▶ **Assigned task**:
Repeat all of the data word for word so that only the pictures are missing from the copy.

▶ **Supplied data**:
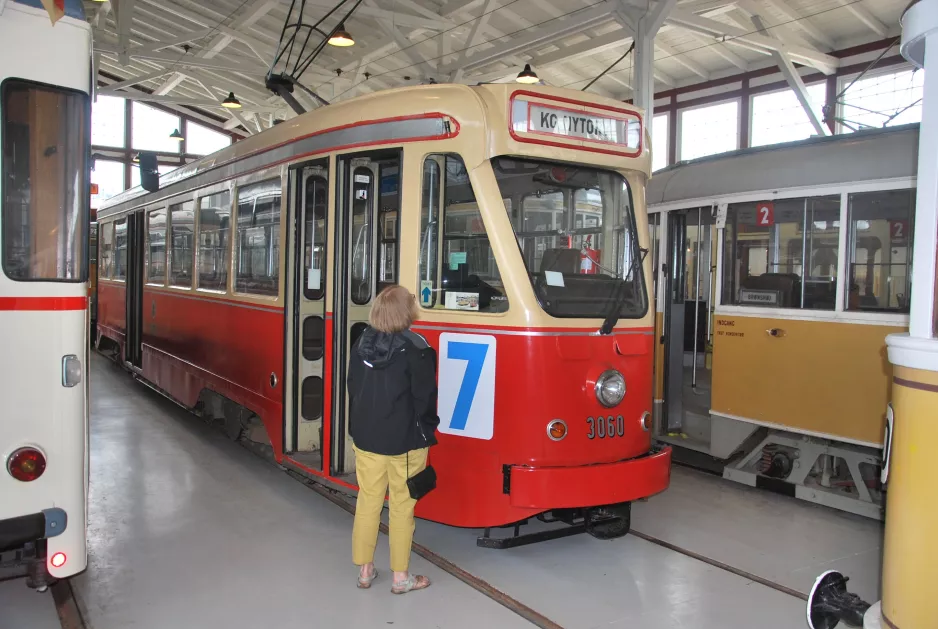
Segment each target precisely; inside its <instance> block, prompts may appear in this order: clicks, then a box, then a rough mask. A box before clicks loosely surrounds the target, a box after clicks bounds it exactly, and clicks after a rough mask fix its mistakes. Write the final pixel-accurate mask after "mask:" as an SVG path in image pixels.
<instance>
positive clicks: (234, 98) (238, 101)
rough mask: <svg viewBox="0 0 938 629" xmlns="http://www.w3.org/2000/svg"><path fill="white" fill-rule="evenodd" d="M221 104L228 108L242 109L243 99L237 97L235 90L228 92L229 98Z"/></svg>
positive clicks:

▶ **Exercise answer**:
Segment each target precisely; inside its <instance> block, prompts may appear in this order: clicks, then a box, then a rough mask. A box before clicks loosely surrounds the target, a box after clicks bounds it exactly, and clicks after a rough mask fix its mistakes. Write the final pixel-accurate mask after "mask:" as an SVG path in image pixels.
<instance>
positive clicks: (234, 98) (238, 101)
rough mask: <svg viewBox="0 0 938 629" xmlns="http://www.w3.org/2000/svg"><path fill="white" fill-rule="evenodd" d="M221 104L228 108L242 109L243 99L237 97L235 90L228 92L229 98Z"/></svg>
positive clicks:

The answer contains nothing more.